Work instructions =>
Report each line of the material below that contains the word "brown", copying every such line in full.

━━━ Records to process ━━━

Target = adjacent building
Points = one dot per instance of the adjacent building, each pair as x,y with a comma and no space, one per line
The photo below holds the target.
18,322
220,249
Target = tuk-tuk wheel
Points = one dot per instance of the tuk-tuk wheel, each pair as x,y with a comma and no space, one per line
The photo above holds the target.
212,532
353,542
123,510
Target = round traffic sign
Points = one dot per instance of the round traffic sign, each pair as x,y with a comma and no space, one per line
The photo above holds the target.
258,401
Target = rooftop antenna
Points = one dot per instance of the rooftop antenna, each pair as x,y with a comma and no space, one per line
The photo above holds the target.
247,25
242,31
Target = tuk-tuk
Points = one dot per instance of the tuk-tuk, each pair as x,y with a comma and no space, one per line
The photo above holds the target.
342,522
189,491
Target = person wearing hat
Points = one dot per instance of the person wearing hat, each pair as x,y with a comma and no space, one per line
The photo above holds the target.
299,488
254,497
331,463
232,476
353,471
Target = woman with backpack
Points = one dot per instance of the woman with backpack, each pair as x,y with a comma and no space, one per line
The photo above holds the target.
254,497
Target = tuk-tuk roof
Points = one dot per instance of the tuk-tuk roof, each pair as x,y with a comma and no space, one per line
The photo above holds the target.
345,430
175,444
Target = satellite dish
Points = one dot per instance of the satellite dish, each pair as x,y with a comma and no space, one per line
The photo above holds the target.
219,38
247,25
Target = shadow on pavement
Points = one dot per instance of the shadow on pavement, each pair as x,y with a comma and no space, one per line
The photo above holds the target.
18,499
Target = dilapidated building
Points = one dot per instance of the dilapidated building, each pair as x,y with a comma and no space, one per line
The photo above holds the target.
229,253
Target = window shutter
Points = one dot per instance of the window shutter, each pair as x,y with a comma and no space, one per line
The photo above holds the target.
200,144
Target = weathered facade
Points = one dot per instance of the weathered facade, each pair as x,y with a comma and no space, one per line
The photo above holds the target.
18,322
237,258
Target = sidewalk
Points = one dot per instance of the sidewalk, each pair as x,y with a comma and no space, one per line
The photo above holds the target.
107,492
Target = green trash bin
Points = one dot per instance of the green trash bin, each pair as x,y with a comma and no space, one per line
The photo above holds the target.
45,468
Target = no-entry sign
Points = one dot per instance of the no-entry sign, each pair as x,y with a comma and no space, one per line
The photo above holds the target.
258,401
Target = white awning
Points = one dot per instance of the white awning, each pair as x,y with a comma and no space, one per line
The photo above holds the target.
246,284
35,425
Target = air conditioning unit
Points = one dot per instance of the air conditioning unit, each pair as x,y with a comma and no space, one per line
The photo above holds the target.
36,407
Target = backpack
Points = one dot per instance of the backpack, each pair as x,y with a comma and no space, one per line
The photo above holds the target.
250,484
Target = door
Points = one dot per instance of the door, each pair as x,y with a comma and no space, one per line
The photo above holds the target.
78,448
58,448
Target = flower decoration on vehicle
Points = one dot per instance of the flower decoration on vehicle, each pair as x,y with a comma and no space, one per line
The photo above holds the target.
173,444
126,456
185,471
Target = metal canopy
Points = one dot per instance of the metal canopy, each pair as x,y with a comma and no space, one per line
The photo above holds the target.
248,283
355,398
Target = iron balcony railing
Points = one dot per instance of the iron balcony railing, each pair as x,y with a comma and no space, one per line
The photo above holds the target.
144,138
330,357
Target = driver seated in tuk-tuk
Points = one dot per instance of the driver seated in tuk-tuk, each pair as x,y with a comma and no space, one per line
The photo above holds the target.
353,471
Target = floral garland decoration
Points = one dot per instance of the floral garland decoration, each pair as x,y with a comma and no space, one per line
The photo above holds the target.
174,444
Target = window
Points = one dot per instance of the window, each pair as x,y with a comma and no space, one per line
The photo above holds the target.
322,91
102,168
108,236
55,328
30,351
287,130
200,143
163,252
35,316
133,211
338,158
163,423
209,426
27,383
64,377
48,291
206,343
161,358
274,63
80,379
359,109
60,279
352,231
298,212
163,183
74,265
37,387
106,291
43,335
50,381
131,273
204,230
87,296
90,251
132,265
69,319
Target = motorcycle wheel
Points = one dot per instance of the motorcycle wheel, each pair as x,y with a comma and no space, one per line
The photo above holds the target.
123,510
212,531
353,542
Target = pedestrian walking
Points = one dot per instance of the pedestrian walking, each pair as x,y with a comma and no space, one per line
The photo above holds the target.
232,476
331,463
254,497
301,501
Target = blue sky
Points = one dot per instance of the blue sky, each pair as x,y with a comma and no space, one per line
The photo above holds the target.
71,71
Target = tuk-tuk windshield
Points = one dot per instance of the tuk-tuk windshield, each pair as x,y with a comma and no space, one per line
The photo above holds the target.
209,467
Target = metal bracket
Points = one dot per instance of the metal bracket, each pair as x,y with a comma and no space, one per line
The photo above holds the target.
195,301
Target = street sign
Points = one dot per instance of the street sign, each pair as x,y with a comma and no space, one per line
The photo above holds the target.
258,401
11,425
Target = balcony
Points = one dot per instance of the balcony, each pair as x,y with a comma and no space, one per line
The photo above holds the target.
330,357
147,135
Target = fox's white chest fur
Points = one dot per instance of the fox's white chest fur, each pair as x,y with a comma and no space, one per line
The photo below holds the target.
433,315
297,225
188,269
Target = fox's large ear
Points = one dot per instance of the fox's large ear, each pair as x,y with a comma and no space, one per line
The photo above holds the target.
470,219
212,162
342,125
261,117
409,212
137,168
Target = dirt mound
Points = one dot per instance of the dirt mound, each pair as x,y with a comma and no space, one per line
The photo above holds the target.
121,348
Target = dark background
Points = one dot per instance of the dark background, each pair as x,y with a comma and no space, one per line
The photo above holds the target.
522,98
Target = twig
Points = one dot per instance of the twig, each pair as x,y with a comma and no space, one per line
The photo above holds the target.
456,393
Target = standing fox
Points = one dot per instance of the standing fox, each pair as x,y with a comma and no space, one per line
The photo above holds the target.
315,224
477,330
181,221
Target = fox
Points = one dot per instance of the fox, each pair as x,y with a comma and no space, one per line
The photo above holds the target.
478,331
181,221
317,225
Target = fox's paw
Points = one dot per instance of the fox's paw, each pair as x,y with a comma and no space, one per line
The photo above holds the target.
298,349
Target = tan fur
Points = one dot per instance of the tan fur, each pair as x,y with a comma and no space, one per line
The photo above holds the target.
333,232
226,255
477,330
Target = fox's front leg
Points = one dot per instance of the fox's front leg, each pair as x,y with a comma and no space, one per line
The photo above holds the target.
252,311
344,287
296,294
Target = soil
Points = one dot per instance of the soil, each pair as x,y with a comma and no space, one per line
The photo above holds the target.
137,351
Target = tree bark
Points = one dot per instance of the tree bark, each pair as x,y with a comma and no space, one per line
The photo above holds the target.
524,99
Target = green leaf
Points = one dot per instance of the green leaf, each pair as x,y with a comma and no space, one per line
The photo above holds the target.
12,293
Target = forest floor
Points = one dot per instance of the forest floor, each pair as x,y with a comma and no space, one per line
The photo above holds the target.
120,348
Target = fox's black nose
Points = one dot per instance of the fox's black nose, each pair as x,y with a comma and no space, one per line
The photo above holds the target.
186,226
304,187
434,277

━━━
━━━ Records to process ━━━

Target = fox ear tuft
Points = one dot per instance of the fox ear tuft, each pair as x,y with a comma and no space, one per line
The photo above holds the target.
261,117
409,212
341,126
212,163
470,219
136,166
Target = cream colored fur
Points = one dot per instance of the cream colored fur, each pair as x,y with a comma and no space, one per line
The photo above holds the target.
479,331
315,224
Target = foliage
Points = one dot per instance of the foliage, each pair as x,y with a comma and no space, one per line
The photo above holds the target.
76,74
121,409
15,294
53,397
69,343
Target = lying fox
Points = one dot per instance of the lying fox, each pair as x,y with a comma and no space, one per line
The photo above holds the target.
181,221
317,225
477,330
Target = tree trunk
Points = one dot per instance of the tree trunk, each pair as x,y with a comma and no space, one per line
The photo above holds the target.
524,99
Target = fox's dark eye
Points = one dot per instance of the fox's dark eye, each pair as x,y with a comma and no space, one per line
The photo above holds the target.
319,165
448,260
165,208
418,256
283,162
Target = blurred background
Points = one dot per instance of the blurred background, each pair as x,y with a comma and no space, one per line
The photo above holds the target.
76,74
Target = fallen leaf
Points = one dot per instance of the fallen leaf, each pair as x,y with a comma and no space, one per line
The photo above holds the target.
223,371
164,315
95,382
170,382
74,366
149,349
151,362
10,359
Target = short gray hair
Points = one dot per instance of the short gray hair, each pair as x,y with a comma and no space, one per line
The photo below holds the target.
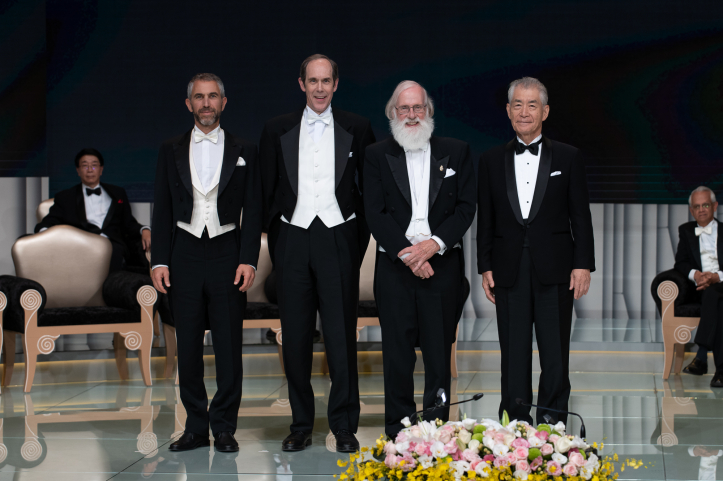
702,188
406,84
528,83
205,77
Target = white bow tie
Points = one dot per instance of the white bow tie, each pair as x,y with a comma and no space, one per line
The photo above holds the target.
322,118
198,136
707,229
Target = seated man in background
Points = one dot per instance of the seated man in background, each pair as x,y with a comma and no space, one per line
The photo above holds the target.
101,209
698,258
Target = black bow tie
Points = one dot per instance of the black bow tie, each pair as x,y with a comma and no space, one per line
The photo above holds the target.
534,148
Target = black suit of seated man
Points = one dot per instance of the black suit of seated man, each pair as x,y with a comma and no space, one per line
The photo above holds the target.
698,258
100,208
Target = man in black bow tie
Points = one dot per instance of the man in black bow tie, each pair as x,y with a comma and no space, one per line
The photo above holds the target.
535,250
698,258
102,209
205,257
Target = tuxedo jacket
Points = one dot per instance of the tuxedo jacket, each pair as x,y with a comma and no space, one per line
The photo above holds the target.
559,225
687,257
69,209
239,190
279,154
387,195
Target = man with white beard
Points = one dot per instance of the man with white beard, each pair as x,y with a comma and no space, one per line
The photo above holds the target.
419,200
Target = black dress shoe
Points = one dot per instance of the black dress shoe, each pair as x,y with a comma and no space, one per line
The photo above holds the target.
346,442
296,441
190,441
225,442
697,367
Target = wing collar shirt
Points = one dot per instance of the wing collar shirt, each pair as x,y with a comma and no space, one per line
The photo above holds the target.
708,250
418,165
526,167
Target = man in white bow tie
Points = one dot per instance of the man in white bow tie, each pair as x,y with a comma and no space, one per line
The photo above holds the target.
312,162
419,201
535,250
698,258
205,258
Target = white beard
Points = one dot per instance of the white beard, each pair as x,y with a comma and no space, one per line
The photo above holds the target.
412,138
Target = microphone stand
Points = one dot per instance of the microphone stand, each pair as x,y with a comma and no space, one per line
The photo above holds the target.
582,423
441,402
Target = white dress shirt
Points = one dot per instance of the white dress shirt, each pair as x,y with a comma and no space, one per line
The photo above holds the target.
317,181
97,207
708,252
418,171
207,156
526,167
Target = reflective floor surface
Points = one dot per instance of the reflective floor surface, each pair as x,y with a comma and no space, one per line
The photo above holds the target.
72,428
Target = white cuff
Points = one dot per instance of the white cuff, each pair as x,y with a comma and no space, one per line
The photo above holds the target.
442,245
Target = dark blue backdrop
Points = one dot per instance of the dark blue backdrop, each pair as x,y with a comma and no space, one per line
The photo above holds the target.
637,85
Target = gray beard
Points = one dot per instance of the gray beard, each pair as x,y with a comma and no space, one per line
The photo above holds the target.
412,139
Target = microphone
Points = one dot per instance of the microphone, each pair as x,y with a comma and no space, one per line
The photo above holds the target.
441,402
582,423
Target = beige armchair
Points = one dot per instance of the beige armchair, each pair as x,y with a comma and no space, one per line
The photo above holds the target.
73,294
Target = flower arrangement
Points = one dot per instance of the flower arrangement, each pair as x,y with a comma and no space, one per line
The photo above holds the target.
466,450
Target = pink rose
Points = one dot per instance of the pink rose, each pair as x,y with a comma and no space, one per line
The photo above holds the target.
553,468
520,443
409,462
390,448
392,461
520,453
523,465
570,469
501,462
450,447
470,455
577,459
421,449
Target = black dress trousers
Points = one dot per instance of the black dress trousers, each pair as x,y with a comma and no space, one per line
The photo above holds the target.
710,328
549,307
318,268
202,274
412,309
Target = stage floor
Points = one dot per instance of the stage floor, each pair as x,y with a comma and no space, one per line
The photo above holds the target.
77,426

━━━
━━━ Records to process ━━━

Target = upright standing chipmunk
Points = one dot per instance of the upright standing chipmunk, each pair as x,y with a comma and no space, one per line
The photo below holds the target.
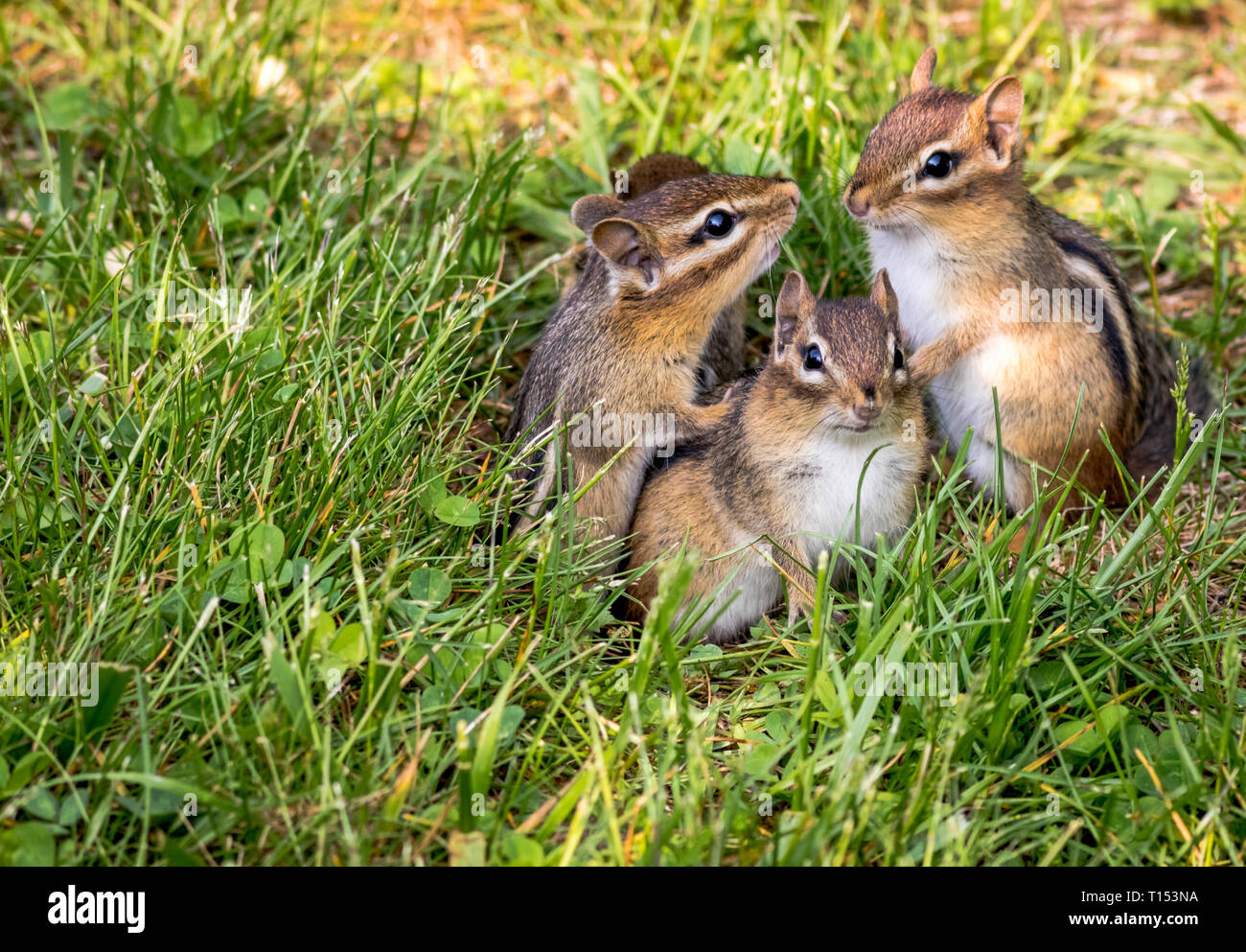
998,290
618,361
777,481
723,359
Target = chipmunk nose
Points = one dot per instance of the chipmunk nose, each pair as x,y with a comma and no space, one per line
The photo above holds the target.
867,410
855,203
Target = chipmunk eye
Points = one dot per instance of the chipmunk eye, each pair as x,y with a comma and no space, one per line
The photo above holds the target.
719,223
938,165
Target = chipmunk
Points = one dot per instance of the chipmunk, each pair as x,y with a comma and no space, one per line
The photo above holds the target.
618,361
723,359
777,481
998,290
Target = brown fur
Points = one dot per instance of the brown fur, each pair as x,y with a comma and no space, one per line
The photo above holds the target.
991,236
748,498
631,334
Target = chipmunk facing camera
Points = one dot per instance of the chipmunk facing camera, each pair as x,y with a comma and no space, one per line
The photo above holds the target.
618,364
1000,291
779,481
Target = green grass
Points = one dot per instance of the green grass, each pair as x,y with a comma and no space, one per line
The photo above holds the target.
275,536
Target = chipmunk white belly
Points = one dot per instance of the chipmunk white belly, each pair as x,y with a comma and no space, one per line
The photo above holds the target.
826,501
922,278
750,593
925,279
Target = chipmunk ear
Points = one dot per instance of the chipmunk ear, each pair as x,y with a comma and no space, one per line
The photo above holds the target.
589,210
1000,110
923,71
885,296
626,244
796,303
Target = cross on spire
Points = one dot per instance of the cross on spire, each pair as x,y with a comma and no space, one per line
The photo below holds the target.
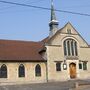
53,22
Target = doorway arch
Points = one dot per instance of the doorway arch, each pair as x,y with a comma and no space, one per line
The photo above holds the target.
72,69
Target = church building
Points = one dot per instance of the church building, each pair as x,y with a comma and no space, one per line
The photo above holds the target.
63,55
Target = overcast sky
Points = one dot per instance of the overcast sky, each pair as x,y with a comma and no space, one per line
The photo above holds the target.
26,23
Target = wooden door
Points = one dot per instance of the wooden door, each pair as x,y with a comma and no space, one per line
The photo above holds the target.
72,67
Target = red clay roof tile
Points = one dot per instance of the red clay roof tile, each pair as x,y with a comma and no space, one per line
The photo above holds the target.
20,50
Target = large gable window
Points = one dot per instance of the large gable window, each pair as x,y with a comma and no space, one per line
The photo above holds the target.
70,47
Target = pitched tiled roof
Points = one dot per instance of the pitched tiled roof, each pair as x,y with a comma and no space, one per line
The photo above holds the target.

━━━

Exercise solution =>
Target = brown fur
Points = one dot per instance of the brown fur, each pair as x,y with a comma and no space, one per line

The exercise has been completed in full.